How do you stop worrying about your children? My 30 year old son is in a relatively new relationship with a really nice girl who I've met (accidentaly) on a couple of occasions.
She was with someone else when they met but they both fell hook, line and sinker for each other and she ended it to be with him. I have never seen him so happy and was so pleased to think he might settle down with her after being on his own for a couple of years. They both have pressures at the moment (work, money, studying etc) and she is quite a highly strung person. this weekend, after avoiding him all weekshe told him that she feels pressured and "needs some space". He is devasted as she had led him to believe the was "the one" but now he thinks she wants to end it.

Yeterday I spent time trying to reassure him that he would cope whatever the outcome but when I came home later on, I felt drained and full of anxiety - as if it was my relationship about to end! What is the matter with me? I seem to be unable to cope with problems these days? I think in my quest to see him happy and settled, it has almost become an obsession! I just feel so disappointed it may not work out for him.

This morning I am giving myself a good 'talking-to' as I don't think my reaction is healthy! Worrying is one thing, getting all worked up about something that happens to millions of people every day is another thing completely. I will blame the hormones (or lack of them) as although i admit to being a bit of a worrier, I'm sure I'm getting worse!

whenim64 Mon 30-Apr-12 08:47:36

Pigeon I know how you feel! Some of us Gransnetters worry when things are not going well for our children's relationships and others seem to sail through it and not let it get to them. When you can foresee heartbreak for your children it's hard not to feel anxious about them going through some turmoil. I hope it works out for them both without too much pain smile

shysal Mon 30-Apr-12 08:48:44

We never stop worrying about our offspring whatever their age. The feeling of helplessness is difficult to cope with, but we have to let them make their own mistakes and just be there for them if things go wrong. I know I too worry more as I get older, probably because I am retired and have fewer other things on my mind. I hope you will find it helpful to come on here and offload your thoughts, it definitely puts things in proportion when we hear other similar stories (and worse).
I hope your son finds happiness, even if it is not with the current GF. flowers

pompa Mon 30-Apr-12 08:54:13

The only way to not worry is to not have children!.
Ours are 30/35 with children of their own, but we worry about them morr than ever now. It is what parents do. So don't worry that you worry about them it is what we do. Just tell yourself that in 6 months time you will just be worrying about something different and todays problem will hsve sorted itself out.

Not muvh hrlp, am I grin

pompa Mon 30-Apr-12 08:57:25

Sorry about spelling - smart phone plus fat fingers !

gow1 Mon 30-Apr-12 08:58:19

Oh goodness how I feel for you, it's very difficult isn't it? we never stop worrying about our children even when they are adults. It's only natural to want to see him happy and settled. I think your reaction is probably quite normal, when a similar thing happened to my son I felt overwhelmed by my feelings. I found this site enormously helpful, somewhere I could speak my mind and be understood. It enabled me to help my son by not clouding his issues with mine if that makes any sense?

*Records provided*:
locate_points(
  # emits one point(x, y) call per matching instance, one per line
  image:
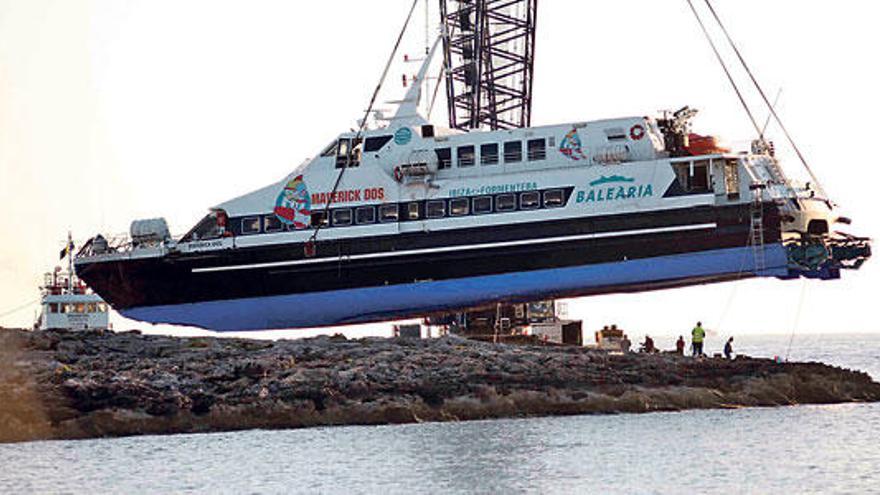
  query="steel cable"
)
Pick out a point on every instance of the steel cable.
point(770, 106)
point(363, 123)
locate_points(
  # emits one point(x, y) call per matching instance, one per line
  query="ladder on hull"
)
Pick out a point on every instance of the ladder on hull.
point(756, 230)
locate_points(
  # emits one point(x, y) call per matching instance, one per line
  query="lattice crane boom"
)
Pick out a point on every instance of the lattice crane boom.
point(489, 53)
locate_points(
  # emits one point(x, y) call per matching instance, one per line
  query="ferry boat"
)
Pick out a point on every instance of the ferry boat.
point(66, 303)
point(412, 219)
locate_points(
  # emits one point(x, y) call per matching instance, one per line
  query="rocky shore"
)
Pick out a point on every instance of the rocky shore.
point(64, 385)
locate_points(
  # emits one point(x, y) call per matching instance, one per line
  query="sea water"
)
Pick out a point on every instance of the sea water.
point(802, 449)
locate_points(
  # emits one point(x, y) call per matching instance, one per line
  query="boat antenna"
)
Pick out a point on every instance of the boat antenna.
point(730, 78)
point(310, 244)
point(778, 120)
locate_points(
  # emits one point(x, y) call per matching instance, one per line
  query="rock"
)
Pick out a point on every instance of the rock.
point(82, 385)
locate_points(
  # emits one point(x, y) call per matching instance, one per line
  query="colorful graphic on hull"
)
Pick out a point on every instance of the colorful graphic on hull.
point(572, 147)
point(294, 206)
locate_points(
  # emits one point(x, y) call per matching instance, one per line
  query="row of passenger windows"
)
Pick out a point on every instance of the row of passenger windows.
point(420, 210)
point(492, 153)
point(348, 152)
point(77, 308)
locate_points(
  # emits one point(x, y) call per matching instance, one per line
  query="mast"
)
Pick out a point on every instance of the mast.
point(489, 57)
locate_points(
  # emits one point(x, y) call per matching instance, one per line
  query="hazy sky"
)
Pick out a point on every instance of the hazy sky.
point(112, 110)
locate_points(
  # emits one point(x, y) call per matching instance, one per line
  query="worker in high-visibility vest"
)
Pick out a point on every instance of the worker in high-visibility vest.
point(698, 335)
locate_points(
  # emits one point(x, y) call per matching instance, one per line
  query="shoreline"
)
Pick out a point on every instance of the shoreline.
point(66, 385)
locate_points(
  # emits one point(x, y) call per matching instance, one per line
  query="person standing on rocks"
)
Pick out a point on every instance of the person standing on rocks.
point(679, 345)
point(698, 335)
point(728, 349)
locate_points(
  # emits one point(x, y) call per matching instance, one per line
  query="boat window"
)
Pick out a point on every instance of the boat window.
point(388, 213)
point(376, 143)
point(250, 225)
point(348, 153)
point(208, 228)
point(271, 223)
point(505, 202)
point(530, 200)
point(341, 217)
point(513, 152)
point(342, 153)
point(483, 205)
point(554, 198)
point(436, 209)
point(318, 218)
point(444, 158)
point(466, 156)
point(537, 149)
point(616, 134)
point(693, 183)
point(412, 211)
point(365, 215)
point(329, 150)
point(700, 180)
point(489, 154)
point(459, 207)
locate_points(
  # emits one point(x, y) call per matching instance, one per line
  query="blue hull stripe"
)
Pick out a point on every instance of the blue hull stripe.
point(389, 302)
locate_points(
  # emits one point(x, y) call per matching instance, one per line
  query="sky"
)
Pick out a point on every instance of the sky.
point(113, 110)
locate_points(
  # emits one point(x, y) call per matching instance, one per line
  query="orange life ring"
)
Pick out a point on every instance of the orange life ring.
point(637, 133)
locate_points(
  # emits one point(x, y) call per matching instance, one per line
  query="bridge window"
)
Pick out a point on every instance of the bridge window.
point(412, 211)
point(271, 223)
point(348, 153)
point(459, 207)
point(388, 213)
point(693, 177)
point(513, 152)
point(530, 200)
point(466, 156)
point(489, 154)
point(444, 158)
point(342, 217)
point(365, 215)
point(483, 205)
point(537, 149)
point(436, 209)
point(554, 198)
point(376, 143)
point(505, 202)
point(330, 150)
point(319, 218)
point(250, 225)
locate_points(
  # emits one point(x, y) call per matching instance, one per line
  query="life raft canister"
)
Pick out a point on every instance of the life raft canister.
point(637, 133)
point(704, 145)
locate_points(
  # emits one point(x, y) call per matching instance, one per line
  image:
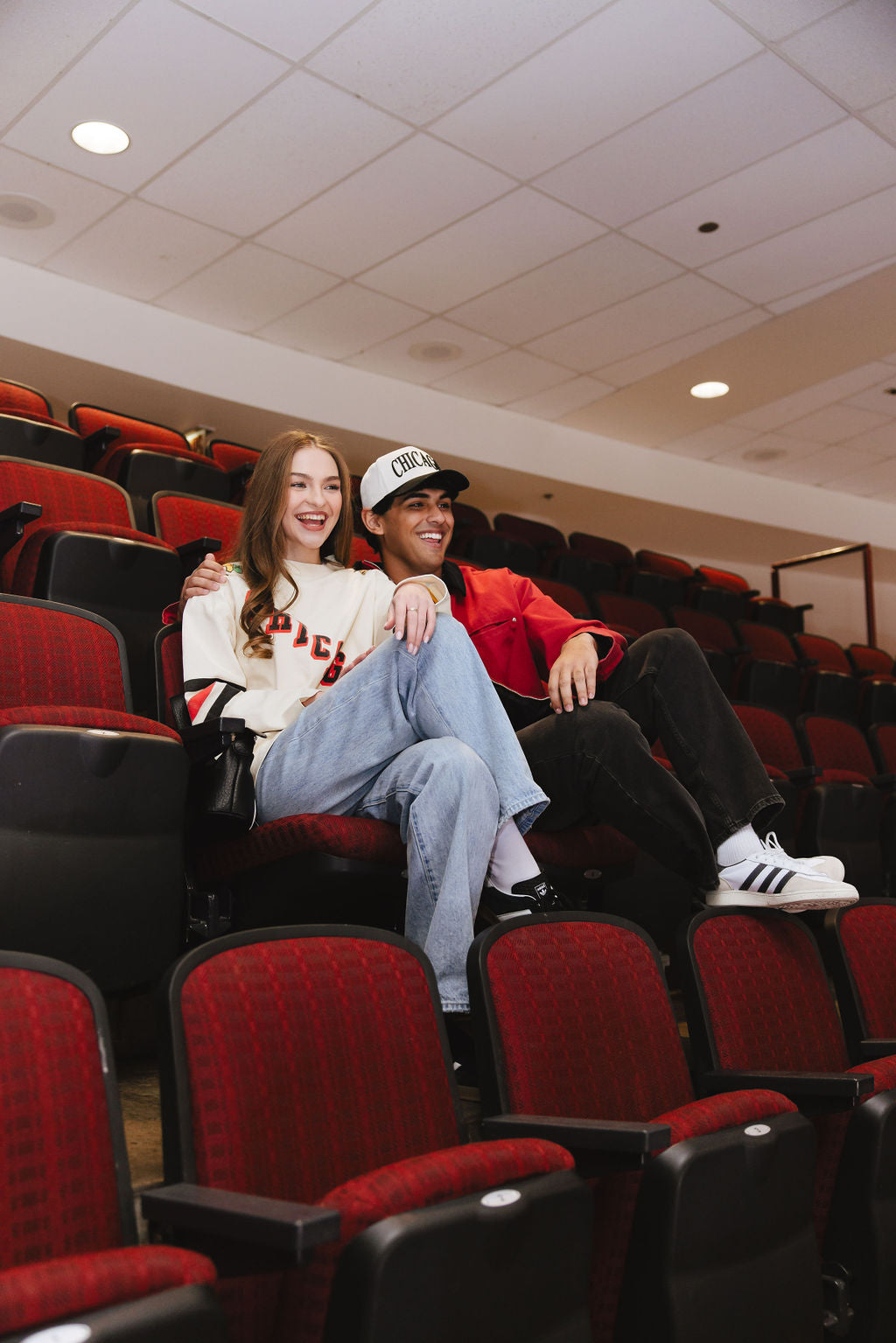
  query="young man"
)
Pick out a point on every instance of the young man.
point(587, 710)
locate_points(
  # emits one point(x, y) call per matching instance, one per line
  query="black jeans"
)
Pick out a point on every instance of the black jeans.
point(595, 763)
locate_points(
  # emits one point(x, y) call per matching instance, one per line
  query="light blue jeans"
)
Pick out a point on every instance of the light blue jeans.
point(419, 740)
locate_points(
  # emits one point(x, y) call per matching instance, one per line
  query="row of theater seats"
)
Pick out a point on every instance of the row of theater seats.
point(595, 564)
point(755, 661)
point(82, 552)
point(313, 1149)
point(138, 454)
point(70, 536)
point(145, 457)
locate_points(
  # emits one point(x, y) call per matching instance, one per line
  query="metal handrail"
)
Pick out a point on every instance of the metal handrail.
point(826, 555)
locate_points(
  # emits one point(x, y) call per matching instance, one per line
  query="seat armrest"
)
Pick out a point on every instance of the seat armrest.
point(97, 444)
point(198, 549)
point(14, 521)
point(598, 1144)
point(205, 1217)
point(808, 1091)
point(806, 773)
point(871, 1049)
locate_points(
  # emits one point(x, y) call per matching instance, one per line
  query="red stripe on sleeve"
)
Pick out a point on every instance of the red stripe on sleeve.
point(196, 702)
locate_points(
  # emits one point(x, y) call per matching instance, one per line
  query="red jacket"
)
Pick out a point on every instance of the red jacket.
point(517, 630)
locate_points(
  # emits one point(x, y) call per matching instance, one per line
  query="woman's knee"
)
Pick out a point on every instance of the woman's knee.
point(458, 771)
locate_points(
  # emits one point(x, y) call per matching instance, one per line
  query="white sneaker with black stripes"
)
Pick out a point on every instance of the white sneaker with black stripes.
point(773, 880)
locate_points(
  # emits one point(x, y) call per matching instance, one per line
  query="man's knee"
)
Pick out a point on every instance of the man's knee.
point(592, 728)
point(669, 644)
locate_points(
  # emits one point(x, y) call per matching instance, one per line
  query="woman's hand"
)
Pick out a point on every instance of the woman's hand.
point(206, 577)
point(411, 614)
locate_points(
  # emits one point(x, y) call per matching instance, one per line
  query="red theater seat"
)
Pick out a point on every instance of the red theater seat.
point(578, 1041)
point(69, 1249)
point(311, 1066)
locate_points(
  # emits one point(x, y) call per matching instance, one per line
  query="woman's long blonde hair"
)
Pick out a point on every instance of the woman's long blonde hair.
point(261, 547)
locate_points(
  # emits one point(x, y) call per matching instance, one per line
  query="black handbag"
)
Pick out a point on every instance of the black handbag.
point(222, 790)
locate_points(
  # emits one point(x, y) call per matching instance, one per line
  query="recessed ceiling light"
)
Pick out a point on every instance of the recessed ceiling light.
point(24, 213)
point(101, 137)
point(436, 351)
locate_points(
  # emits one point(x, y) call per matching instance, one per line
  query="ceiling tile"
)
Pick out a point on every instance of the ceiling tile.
point(765, 454)
point(584, 281)
point(158, 50)
point(852, 52)
point(512, 235)
point(393, 358)
point(775, 19)
point(506, 378)
point(672, 352)
point(409, 192)
point(708, 442)
point(878, 399)
point(74, 200)
point(835, 423)
point(140, 251)
point(34, 52)
point(830, 170)
point(881, 441)
point(830, 465)
point(878, 479)
point(341, 323)
point(293, 143)
point(676, 308)
point(580, 89)
point(562, 399)
point(813, 253)
point(737, 118)
point(805, 296)
point(293, 30)
point(808, 399)
point(421, 69)
point(246, 289)
point(883, 117)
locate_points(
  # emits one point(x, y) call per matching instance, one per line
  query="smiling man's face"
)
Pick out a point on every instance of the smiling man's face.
point(416, 532)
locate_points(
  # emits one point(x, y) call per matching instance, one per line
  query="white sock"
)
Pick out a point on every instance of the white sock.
point(511, 860)
point(738, 846)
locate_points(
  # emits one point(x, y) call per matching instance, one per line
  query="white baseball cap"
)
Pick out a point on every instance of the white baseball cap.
point(403, 469)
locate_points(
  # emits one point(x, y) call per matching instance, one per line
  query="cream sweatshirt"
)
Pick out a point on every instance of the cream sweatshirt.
point(338, 615)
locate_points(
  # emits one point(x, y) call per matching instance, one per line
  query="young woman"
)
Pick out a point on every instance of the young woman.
point(411, 733)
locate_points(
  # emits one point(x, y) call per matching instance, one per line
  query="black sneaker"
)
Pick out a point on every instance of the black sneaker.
point(535, 896)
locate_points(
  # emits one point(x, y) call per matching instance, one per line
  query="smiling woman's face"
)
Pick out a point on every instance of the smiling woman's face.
point(313, 504)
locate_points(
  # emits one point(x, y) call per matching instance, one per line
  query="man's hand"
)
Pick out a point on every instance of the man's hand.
point(206, 577)
point(413, 612)
point(574, 673)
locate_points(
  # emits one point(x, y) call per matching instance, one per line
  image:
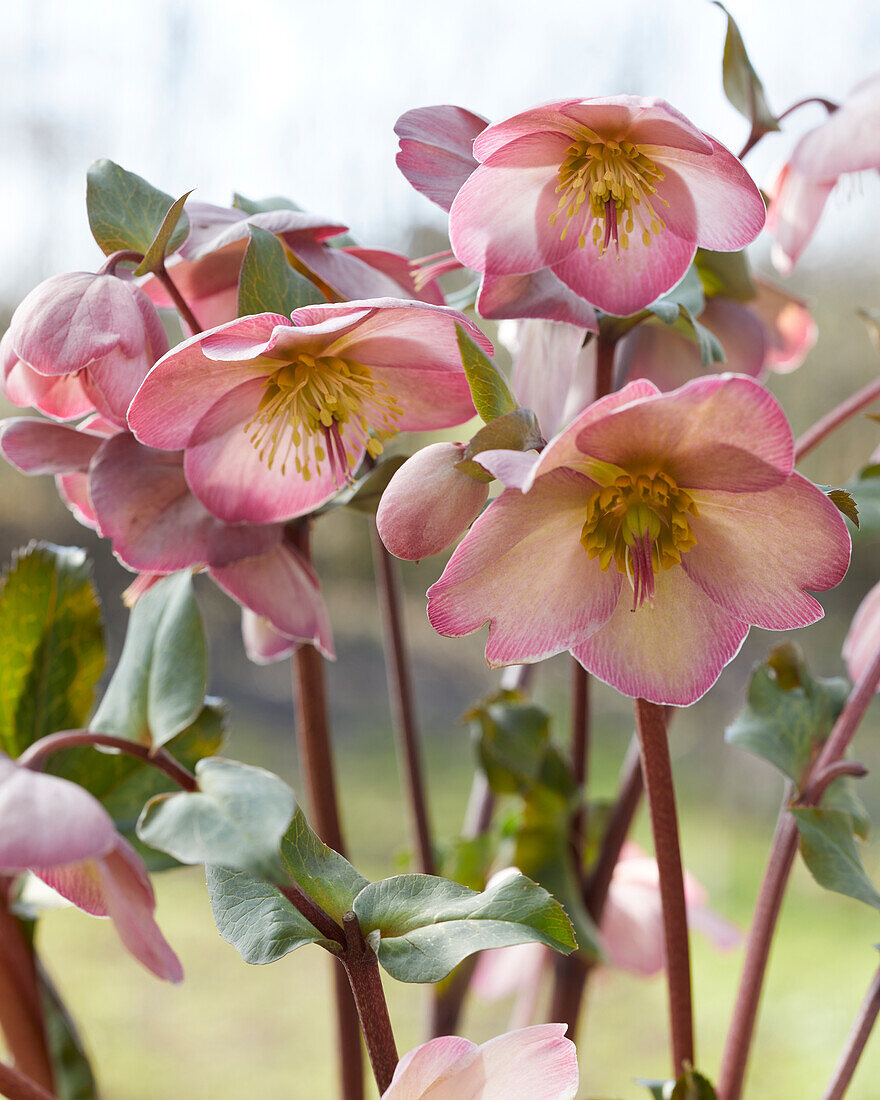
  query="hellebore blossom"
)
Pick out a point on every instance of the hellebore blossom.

*Written problem 1*: Translate the following sentence from the forum thread about worrying over adult children into Spanish: "We never stop worrying about our offspring whatever their age."
*Written problem 2*: In the forum thread about worrying over adult children, what did the son's girlfriend tell him this weekend?
*Written problem 3*: Carry on writing the forum thread about worrying over adult children from the point at which it stops.

*Task response 1*: Nunca dejamos de preocuparnos por nuestros hijos, sea cual sea su edad.

*Task response 2*: She told him that she feels pressured and "needs some space."

*Task response 3*:
the thing is it may happen to millions of people ever day as you say in your post but right now it's happeneing to your son and you.This place is very good for letting out your thoughts no matter how mad/daft they seem. Mums who worry about their children, no matter how old they are, tend to be rather good parents you know! The opposite would mean you didnt care. Be kind to yourself, I received some very good advice along these lines and it made a huge difference to how I coped with seeing my son unhappy. That old saying this too will pass has proved to be true for my son and hopefully will be true for yours.

flowerfriend Mon 30-Apr-12 09:03:02

pigeon I too am a worrier but there comes a time when I believe it is best to attempt to divorce oneself from the day to day worries of ones children. However it sounds to me as if your son wants you to help him with his current emotional problem.

This is not a good thing for either of you.

My sons are 42 and 41 and 34. Things happen from time to time in their lives which give me the odd sleepless night but I try to keep my feelings and my opinions to myself. But I still hold the opinion that I should concentrate on my own personal problems and let them get through life without the hindrance of yet another view on it.

I know what you are going through and I feel for you.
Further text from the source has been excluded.